- _What the task asks_:
Print out every record exactly as it appears.

- _Record set_:
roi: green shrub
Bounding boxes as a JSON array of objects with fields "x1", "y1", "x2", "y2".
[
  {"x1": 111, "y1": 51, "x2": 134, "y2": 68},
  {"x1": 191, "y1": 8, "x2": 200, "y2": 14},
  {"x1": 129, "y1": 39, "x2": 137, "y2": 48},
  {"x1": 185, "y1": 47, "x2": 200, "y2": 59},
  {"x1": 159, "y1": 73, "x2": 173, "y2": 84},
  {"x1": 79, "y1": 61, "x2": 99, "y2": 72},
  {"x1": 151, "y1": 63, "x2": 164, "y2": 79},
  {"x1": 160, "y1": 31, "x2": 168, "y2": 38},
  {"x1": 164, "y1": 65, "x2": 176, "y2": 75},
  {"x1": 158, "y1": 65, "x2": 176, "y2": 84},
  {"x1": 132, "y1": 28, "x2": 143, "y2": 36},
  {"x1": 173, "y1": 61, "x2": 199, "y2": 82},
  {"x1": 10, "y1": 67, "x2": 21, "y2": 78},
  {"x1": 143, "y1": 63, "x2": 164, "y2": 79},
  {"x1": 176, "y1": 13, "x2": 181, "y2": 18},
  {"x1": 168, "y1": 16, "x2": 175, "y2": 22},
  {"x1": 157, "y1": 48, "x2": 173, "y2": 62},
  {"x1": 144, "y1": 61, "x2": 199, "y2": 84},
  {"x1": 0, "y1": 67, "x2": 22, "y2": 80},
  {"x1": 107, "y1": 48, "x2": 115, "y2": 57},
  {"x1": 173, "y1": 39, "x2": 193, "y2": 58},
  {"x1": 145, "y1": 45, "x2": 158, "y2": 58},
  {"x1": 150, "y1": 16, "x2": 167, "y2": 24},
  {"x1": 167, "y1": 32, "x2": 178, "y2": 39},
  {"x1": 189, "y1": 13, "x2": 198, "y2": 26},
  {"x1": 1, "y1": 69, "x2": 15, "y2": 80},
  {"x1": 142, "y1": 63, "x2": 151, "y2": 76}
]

- _Response area_:
roi: green shrub
Bounding boxes as a JSON array of objects with fields "x1", "y1", "x2", "y2".
[
  {"x1": 111, "y1": 51, "x2": 134, "y2": 68},
  {"x1": 191, "y1": 8, "x2": 200, "y2": 14},
  {"x1": 129, "y1": 39, "x2": 137, "y2": 48},
  {"x1": 185, "y1": 47, "x2": 200, "y2": 59},
  {"x1": 159, "y1": 73, "x2": 173, "y2": 84},
  {"x1": 79, "y1": 61, "x2": 99, "y2": 72},
  {"x1": 151, "y1": 63, "x2": 164, "y2": 79},
  {"x1": 160, "y1": 31, "x2": 168, "y2": 38},
  {"x1": 164, "y1": 65, "x2": 176, "y2": 75},
  {"x1": 158, "y1": 65, "x2": 176, "y2": 84},
  {"x1": 132, "y1": 28, "x2": 143, "y2": 36},
  {"x1": 173, "y1": 61, "x2": 199, "y2": 82},
  {"x1": 10, "y1": 67, "x2": 21, "y2": 78},
  {"x1": 143, "y1": 63, "x2": 164, "y2": 79},
  {"x1": 176, "y1": 13, "x2": 181, "y2": 18},
  {"x1": 168, "y1": 16, "x2": 175, "y2": 22},
  {"x1": 157, "y1": 48, "x2": 173, "y2": 62},
  {"x1": 144, "y1": 61, "x2": 199, "y2": 84},
  {"x1": 0, "y1": 67, "x2": 22, "y2": 80},
  {"x1": 107, "y1": 48, "x2": 115, "y2": 57},
  {"x1": 173, "y1": 39, "x2": 193, "y2": 58},
  {"x1": 145, "y1": 45, "x2": 158, "y2": 58},
  {"x1": 150, "y1": 16, "x2": 167, "y2": 24},
  {"x1": 167, "y1": 32, "x2": 178, "y2": 39},
  {"x1": 189, "y1": 13, "x2": 198, "y2": 26},
  {"x1": 1, "y1": 69, "x2": 15, "y2": 80},
  {"x1": 142, "y1": 63, "x2": 151, "y2": 76}
]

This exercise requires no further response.